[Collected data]
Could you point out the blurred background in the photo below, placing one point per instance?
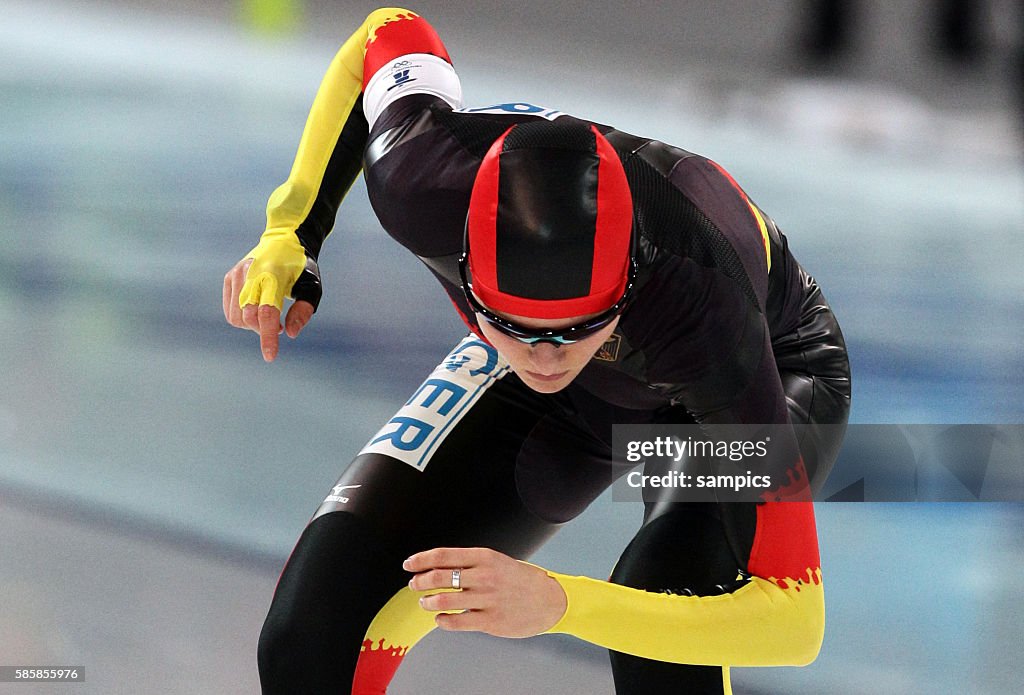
(155, 473)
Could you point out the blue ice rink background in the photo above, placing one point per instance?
(138, 146)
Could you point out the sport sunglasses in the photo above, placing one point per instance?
(529, 336)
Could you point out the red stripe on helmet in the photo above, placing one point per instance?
(400, 35)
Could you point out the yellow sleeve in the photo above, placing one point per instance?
(300, 213)
(763, 623)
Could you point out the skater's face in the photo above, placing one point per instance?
(543, 365)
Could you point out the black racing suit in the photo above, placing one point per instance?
(725, 328)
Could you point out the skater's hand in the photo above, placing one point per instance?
(499, 595)
(264, 316)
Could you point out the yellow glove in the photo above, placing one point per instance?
(280, 268)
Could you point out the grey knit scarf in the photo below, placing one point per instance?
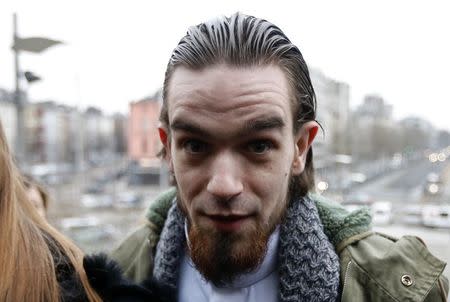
(308, 264)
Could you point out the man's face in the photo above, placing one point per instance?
(233, 152)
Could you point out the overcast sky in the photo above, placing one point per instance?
(116, 51)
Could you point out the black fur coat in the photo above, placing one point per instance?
(107, 279)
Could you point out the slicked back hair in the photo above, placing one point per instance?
(242, 41)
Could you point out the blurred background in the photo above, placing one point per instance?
(80, 98)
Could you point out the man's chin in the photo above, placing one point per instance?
(222, 256)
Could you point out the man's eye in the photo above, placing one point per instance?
(194, 146)
(260, 147)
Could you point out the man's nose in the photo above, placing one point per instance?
(225, 179)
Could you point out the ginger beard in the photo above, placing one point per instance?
(222, 256)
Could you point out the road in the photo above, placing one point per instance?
(402, 187)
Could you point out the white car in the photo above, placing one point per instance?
(436, 216)
(382, 212)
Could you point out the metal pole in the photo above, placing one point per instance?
(19, 148)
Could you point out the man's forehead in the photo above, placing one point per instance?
(223, 89)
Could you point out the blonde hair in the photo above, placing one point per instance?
(30, 248)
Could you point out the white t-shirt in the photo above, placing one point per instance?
(259, 285)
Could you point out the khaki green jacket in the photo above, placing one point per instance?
(374, 267)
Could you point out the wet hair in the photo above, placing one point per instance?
(32, 252)
(242, 41)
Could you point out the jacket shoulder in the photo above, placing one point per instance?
(381, 268)
(134, 255)
(339, 224)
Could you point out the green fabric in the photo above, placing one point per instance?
(338, 223)
(371, 264)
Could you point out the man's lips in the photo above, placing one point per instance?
(228, 223)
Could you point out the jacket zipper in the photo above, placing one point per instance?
(346, 275)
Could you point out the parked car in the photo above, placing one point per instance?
(382, 212)
(411, 214)
(96, 200)
(436, 216)
(128, 200)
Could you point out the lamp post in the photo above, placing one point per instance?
(34, 45)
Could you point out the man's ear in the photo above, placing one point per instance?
(165, 140)
(303, 140)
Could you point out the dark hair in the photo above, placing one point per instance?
(242, 40)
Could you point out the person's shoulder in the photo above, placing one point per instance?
(340, 225)
(391, 269)
(135, 253)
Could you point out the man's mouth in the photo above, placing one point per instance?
(228, 223)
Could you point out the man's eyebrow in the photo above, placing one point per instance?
(251, 126)
(188, 127)
(262, 124)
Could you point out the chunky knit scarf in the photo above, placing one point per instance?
(308, 264)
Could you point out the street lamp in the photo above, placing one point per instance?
(34, 45)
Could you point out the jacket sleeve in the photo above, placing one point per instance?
(378, 268)
(439, 292)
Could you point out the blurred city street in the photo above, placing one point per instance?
(99, 221)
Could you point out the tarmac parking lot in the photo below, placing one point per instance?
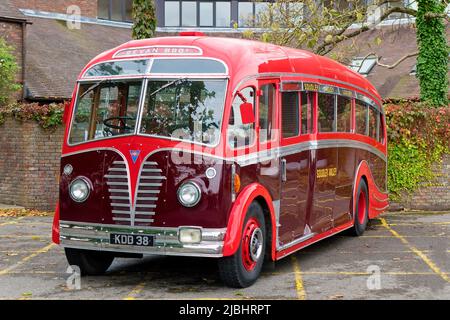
(401, 256)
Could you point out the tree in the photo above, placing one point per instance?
(144, 18)
(8, 71)
(320, 25)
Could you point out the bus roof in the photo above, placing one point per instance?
(243, 58)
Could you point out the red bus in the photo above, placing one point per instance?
(215, 147)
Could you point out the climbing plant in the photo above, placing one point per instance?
(432, 62)
(144, 17)
(8, 71)
(418, 137)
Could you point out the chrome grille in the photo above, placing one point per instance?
(119, 193)
(148, 189)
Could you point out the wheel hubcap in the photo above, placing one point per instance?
(252, 244)
(361, 207)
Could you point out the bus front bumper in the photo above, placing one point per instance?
(92, 236)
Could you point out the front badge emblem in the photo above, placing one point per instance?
(135, 155)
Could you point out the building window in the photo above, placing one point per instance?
(223, 14)
(116, 10)
(363, 65)
(206, 14)
(197, 13)
(188, 13)
(172, 13)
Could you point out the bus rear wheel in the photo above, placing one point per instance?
(90, 262)
(243, 268)
(361, 214)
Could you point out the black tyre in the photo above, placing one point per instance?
(361, 214)
(244, 267)
(89, 262)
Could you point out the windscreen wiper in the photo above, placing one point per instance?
(95, 85)
(171, 83)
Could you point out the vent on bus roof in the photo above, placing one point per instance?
(191, 34)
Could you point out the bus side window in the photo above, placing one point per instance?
(381, 128)
(327, 121)
(373, 122)
(307, 112)
(361, 114)
(289, 114)
(344, 114)
(267, 112)
(239, 134)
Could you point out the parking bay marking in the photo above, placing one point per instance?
(29, 257)
(419, 253)
(299, 286)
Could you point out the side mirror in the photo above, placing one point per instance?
(247, 113)
(66, 112)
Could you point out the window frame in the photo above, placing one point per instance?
(123, 11)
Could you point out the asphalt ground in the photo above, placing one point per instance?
(401, 256)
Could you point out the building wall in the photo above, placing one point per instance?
(29, 164)
(13, 34)
(88, 7)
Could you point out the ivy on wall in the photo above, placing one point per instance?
(432, 62)
(144, 18)
(418, 137)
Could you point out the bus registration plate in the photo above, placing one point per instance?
(131, 240)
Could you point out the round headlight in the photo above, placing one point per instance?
(79, 189)
(189, 194)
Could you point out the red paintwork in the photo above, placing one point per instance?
(237, 216)
(243, 58)
(55, 226)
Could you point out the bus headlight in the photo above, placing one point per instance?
(189, 194)
(79, 189)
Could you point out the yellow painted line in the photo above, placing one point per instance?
(299, 287)
(135, 292)
(11, 222)
(29, 257)
(419, 253)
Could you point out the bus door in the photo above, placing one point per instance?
(295, 203)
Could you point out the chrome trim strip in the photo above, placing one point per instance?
(297, 241)
(97, 237)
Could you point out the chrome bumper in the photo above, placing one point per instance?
(90, 236)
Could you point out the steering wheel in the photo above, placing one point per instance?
(122, 120)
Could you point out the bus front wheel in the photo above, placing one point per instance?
(361, 214)
(244, 267)
(90, 262)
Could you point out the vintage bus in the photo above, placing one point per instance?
(216, 147)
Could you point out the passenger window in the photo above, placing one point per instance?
(373, 122)
(361, 114)
(267, 112)
(381, 129)
(239, 134)
(290, 116)
(344, 114)
(326, 112)
(307, 113)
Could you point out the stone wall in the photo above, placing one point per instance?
(433, 196)
(29, 164)
(88, 7)
(30, 160)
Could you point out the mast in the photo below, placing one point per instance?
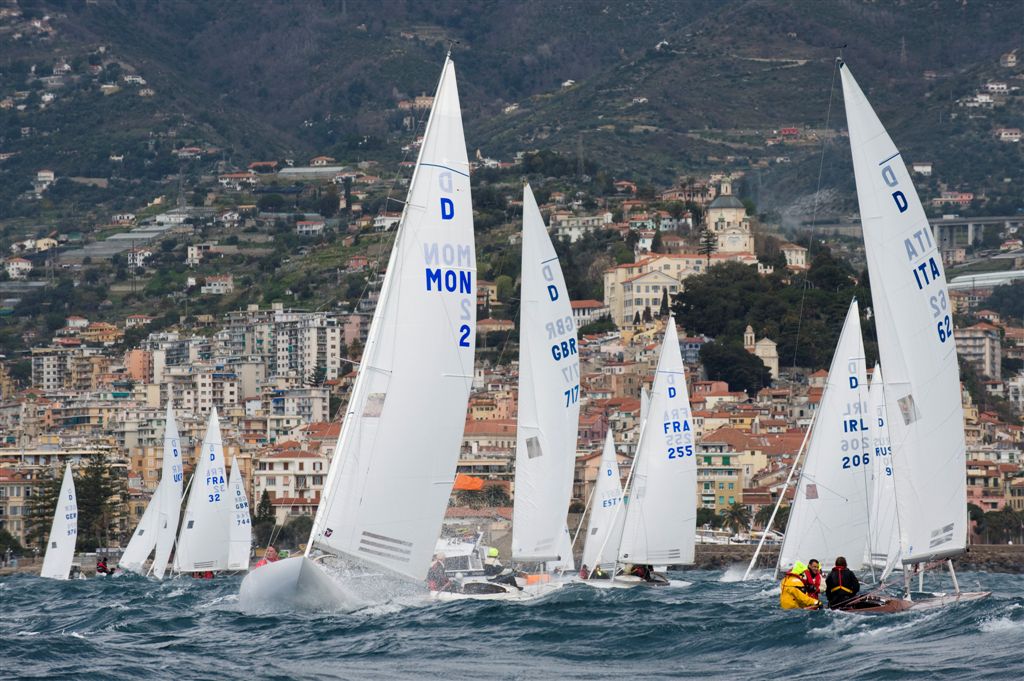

EXERCISE:
Pull out every line in the data above that contains the word "background", treating uppercase and lowercase as different.

CORRECT RESPONSE:
Could you point out the blurred background in the photo below, placing one point per instance?
Could you point out the blue ice rink background in the photo above, placing one point per instance?
Could you point out the blurred background in the photo above, placing one point per instance?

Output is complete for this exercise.